TRECHO SELECIONADO
....

Nos bastidores, assessores de Trump alimentam a ideia de que o Brasil se afastou “do Ocidente” ao fortalecer laços com China, Rússia e o BRICS. Para o trumpismo, Lula é o rosto do desafio à hegemonia norte-americana. O Brasil, com Lula, ao recuperar protagonismo internacional, passou a ser visto como um país “indisciplinado” — expressão usada em relatórios recentes do Departamento de Estado dos Estados Unidos. 

Da Baía dos Porcos à Baía da Guanabara

A “invasão da Baía da Guanabara” pelos Estados Unidos proposta pelo senador Flávio Bolsonaro em 23 de outubro é tão absurda quanto simbólica. A imagem evoca, ainda que de forma grotesca, a lembrança de outra baía latino-americana: a Baía dos Porcos, em Cuba, onde, em 1961, a CIA tentou derrubar o governo revolucionário de Fidel Castro. Naquele episódio, os Estados Unidos treinaram e financiaram exilados cubanos de Miami para executar uma invasão militar disfarçada — uma operação que fracassou em apenas três dias, mas deixou registrada para sempre a arrogância de um império incapaz de aceitar a autodeterminação de um povo.

Flávio Bolsonaro parece querer reeditar, em versão tropical e farsesca, o mesmo enredo: apelar ao poder estrangeiro para intervir contra um governo legítimo e popular. A diferença é que, desta vez, não há exilados em Miami dispostos a desembarcar com armas, mas há um discurso envenenado que tenta transformar o medo em arma. Se a Baía dos Porcos foi a tragédia do imperialismo, a Baía da Guanabara é a sua comédia tardia — uma fantasia colonial que só revela o desprezo de uma extrema direita que se diz “patriota” por sua própria soberania.

....

INSTRUÇÃO DA TAREFA
Como fica, em forma de lista, o parágrafo do trecho acima que começa com “Flávio Bolsonaro parece querer reeditar”, mantendo seus fatos principais?

....

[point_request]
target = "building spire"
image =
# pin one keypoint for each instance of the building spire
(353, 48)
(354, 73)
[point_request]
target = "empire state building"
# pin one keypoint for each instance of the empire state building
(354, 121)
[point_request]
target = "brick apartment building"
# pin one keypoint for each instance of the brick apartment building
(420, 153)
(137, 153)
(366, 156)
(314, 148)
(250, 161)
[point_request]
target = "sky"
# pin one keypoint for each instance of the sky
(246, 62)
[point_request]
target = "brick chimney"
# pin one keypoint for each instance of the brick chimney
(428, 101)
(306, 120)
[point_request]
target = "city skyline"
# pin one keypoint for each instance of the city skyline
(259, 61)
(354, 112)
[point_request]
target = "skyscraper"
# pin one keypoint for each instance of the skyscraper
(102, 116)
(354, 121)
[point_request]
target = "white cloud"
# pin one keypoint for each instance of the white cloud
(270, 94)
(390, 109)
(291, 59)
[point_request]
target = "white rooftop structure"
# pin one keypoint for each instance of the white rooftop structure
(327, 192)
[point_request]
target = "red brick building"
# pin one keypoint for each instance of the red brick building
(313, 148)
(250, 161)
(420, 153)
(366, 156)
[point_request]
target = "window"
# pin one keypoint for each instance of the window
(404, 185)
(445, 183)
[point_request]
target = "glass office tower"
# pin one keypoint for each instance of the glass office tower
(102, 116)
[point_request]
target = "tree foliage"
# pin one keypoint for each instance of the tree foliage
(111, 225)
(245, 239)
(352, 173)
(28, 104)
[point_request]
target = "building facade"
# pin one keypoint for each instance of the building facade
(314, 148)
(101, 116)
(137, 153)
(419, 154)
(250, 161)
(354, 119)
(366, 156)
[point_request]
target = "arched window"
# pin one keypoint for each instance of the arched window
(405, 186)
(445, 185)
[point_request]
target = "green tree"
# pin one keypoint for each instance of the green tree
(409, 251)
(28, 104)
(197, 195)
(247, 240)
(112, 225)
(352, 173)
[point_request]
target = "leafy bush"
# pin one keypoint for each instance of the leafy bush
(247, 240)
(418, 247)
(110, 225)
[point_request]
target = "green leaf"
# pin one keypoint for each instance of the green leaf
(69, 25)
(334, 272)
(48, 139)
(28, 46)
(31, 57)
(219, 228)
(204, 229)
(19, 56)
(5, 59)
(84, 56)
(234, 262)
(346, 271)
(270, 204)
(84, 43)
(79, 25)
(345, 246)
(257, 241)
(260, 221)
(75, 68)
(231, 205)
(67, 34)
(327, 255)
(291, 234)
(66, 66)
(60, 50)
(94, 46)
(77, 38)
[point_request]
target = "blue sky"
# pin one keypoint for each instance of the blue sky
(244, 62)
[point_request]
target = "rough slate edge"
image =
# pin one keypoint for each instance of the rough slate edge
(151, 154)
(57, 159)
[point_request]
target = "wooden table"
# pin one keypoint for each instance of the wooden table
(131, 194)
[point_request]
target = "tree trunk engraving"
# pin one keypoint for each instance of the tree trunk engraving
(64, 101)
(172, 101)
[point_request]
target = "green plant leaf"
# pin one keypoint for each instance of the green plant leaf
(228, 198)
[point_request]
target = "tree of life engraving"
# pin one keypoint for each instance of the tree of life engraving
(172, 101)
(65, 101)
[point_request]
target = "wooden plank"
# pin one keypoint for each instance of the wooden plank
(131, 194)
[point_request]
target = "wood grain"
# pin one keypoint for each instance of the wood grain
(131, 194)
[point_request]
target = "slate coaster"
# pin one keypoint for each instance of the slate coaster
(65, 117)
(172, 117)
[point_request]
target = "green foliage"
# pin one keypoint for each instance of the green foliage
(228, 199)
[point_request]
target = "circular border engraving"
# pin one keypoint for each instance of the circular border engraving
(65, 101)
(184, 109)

....

RESULTADO ABAIXO
- Flávio Bolsonaro parece querer repetir, em versão tropical e farsesca, o enredo da Baía dos Porcos: apelar ao poder estrangeiro para intervir contra um governo legítimo e popular.
- Desta vez não há exilados em Miami prontos para desembarcar armados, mas há um discurso envenenado que tenta transformar o medo em arma.
- Se a Baía dos Porcos foi a tragédia do imperialismo, a Baía da Guanabara é a sua comédia tardia.
- Essa fantasia colonial revela o desprezo de uma extrema direita que se diz “patriota” por sua própria soberania.